== EXTRACT TO READ ==

The rise of artificial intelligence, powerful tech corporations, and giant library vendors is fundamentally changing library work today. The following titles introduce critical topics, from algorithms to Big Data, or the massive conglomeration of data sets. They also underscore the role library workers can play in protecting patron privacy, centering equitable information access, and educating ourselves and our communities about the changing landscape of information literacy.
Algorithms of Oppression: How Search Engines Reinforce Racism
By Safiya Umoja Noble
Understanding algorithms is crucial for library workers grappling with emergent technologies such as artificial intelligence chatbots and their effect on information access. This is one of the first major books to examine algorithms and how they may perpetuate biased representation, remaining on point several years after its release. Drawing on her background in library and information science, Noble explores the ramifications of black box algorithms built for advertising and marketing rather than information retrieval. Her critical overview describes how algorithms work, how they affect information, and their potential harms. As a result, this book should be required reading for anyone working in libraries today. New York University Press, 2018. 248 p. $28. PBK. 978-1-4798-3724-3. (Also available as an ebook.)

== DATASET ==
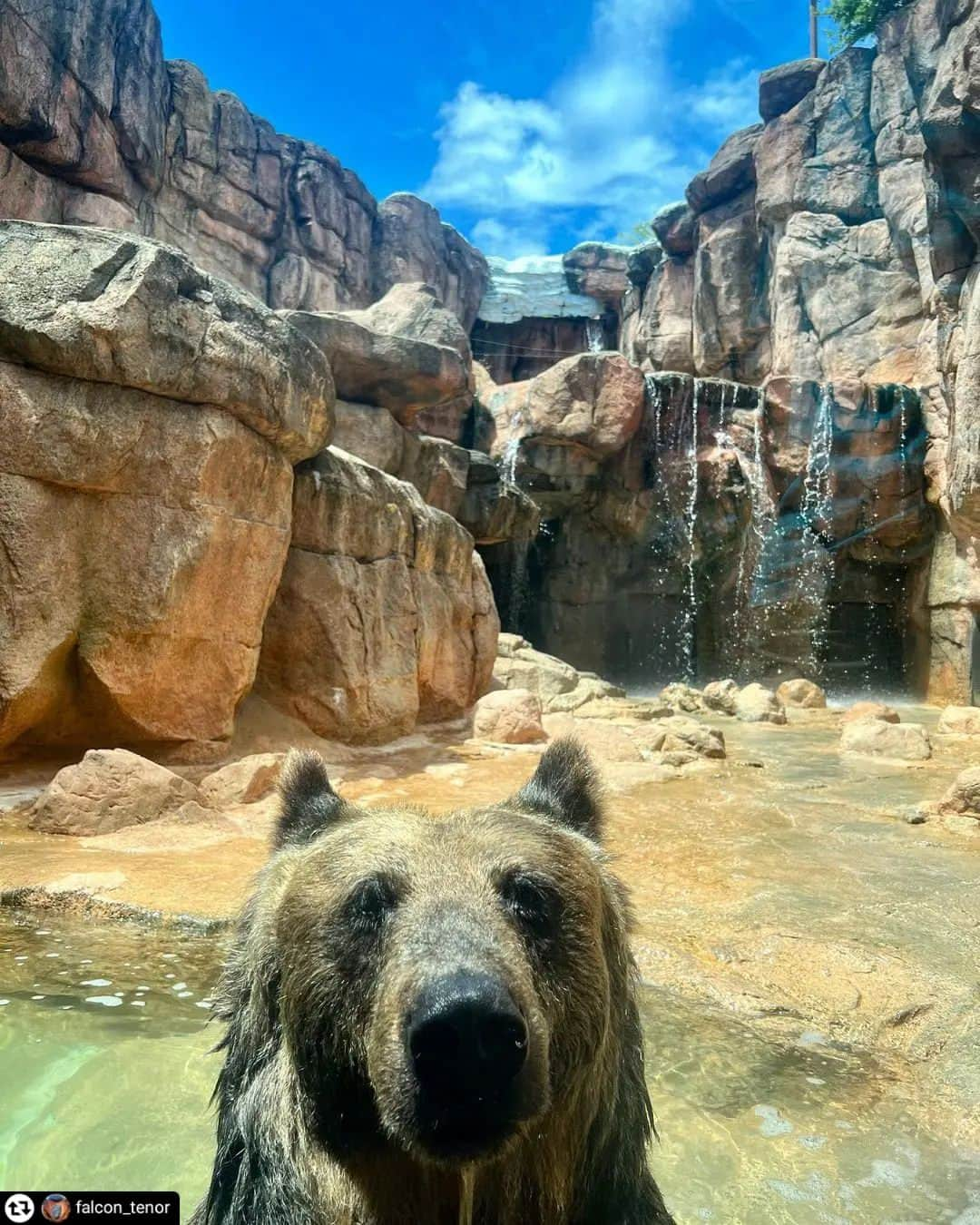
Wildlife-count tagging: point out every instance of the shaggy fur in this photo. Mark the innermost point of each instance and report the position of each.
(354, 916)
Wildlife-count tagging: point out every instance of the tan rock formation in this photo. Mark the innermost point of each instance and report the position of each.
(508, 717)
(802, 693)
(105, 791)
(98, 129)
(874, 738)
(384, 615)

== ACTIVITY 1 ==
In the reading list, rewrite the paragraph beginning "Understanding algorithms is crucial" as a bulleted list that keeps its main facts.
== ACTIVITY 2 ==
According to the reading list, what publisher released Algorithms of Oppression, and in what year?
The items stand apart from the reading list and are separate material.

== WORKED SOLUTION 1 ==
- Library workers need to understand algorithms to deal with emergent technologies such as AI chatbots and their effect on information access.
- The book is one of the first major works to examine how algorithms may perpetuate biased representation, and it remains on point years after its release.
- Drawing on her library and information science background, Noble explores the effects of black box algorithms built for advertising and marketing rather than information retrieval.
- She describes how algorithms work, how they affect information, and their potential harms.
- The book should be required reading for anyone working in libraries today.
- Publication details: New York University Press, 2018; 248 pages; $28; paperback; ISBN 978-1-4798-3724-3; also available as an ebook.

== WORKED SOLUTION 2 ==
New York University Press released it in 2018.